▸ OBJECTIVE
Report the number of lines in the entries below that contain the string "green", treating uppercase and lowercase letters as distinct. Reply with the number alone.

▸ INPUT DATA
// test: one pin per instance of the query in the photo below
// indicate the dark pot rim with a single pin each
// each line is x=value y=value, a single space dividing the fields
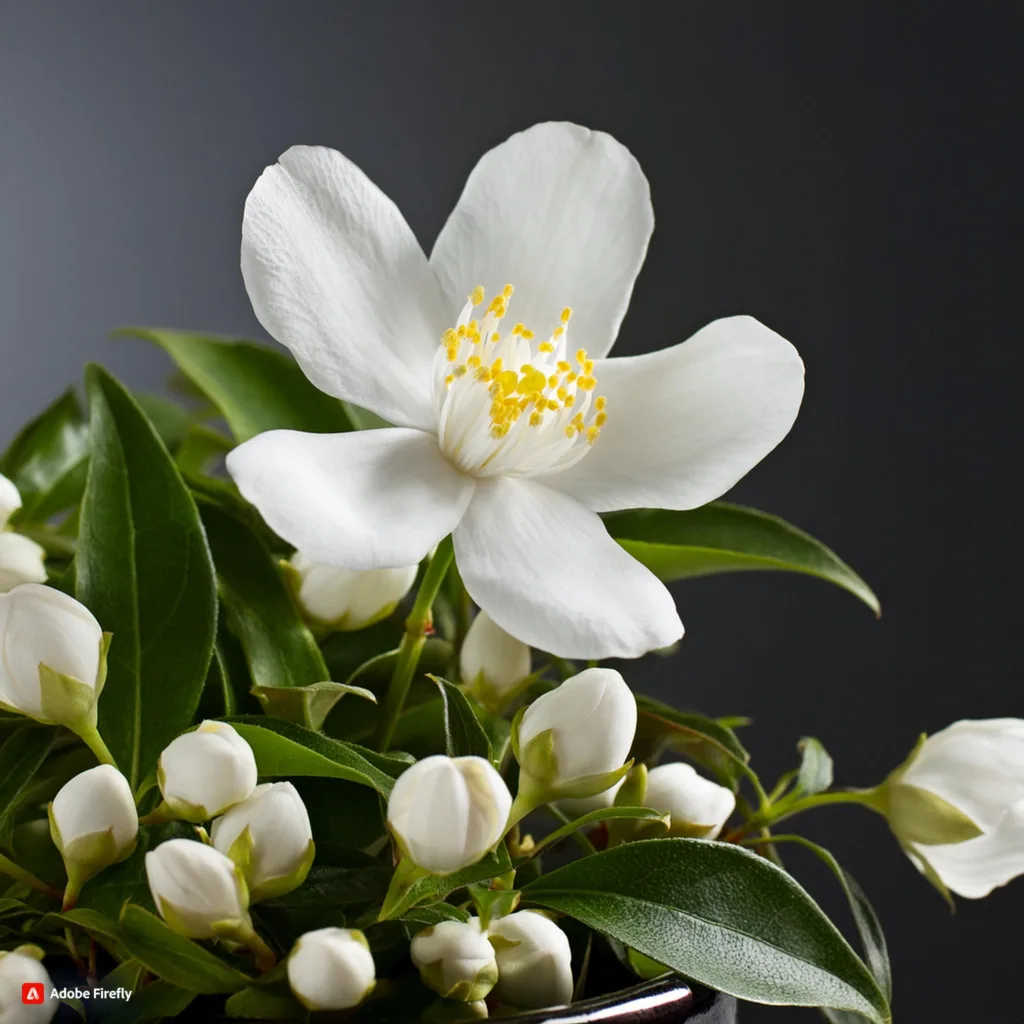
x=664 y=1000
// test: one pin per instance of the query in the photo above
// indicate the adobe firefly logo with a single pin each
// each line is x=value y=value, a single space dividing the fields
x=32 y=993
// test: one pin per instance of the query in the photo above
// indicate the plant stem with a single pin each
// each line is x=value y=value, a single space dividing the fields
x=413 y=639
x=11 y=869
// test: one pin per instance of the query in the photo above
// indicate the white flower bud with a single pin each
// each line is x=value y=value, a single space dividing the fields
x=22 y=560
x=448 y=813
x=966 y=783
x=331 y=969
x=205 y=772
x=697 y=807
x=10 y=500
x=493 y=663
x=573 y=738
x=278 y=854
x=93 y=822
x=52 y=655
x=18 y=969
x=349 y=599
x=197 y=888
x=535 y=963
x=456 y=960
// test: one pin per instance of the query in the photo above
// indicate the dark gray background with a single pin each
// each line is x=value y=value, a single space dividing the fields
x=848 y=173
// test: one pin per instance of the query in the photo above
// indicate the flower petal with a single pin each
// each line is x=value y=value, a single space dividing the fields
x=563 y=214
x=336 y=274
x=545 y=569
x=686 y=423
x=976 y=867
x=374 y=499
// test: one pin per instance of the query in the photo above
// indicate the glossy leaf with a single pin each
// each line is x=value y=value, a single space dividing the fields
x=254 y=387
x=719 y=914
x=723 y=538
x=284 y=750
x=175 y=958
x=143 y=569
x=48 y=460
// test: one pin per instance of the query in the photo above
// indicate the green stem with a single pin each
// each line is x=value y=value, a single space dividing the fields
x=413 y=639
x=12 y=870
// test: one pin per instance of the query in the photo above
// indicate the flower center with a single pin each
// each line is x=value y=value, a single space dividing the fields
x=510 y=404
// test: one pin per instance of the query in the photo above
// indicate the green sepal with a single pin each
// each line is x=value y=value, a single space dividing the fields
x=306 y=706
x=273 y=888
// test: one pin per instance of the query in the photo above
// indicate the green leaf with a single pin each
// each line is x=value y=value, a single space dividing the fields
x=702 y=739
x=48 y=460
x=719 y=914
x=284 y=750
x=174 y=957
x=464 y=735
x=254 y=387
x=20 y=757
x=815 y=767
x=143 y=569
x=723 y=538
x=279 y=647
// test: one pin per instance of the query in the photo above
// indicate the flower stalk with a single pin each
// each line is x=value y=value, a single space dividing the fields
x=413 y=640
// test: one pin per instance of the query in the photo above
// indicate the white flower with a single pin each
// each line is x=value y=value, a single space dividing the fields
x=280 y=842
x=448 y=813
x=535 y=963
x=349 y=599
x=493 y=663
x=196 y=887
x=696 y=806
x=456 y=960
x=978 y=768
x=331 y=969
x=516 y=459
x=43 y=630
x=16 y=970
x=583 y=730
x=205 y=772
x=93 y=821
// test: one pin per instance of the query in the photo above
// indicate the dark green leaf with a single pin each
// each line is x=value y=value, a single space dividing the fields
x=719 y=914
x=279 y=647
x=20 y=757
x=255 y=387
x=815 y=767
x=174 y=957
x=144 y=571
x=284 y=750
x=48 y=460
x=702 y=739
x=722 y=538
x=464 y=735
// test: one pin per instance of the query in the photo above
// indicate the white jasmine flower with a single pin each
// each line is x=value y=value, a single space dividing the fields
x=509 y=435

▸ REPLY TO THE EXERCISE
4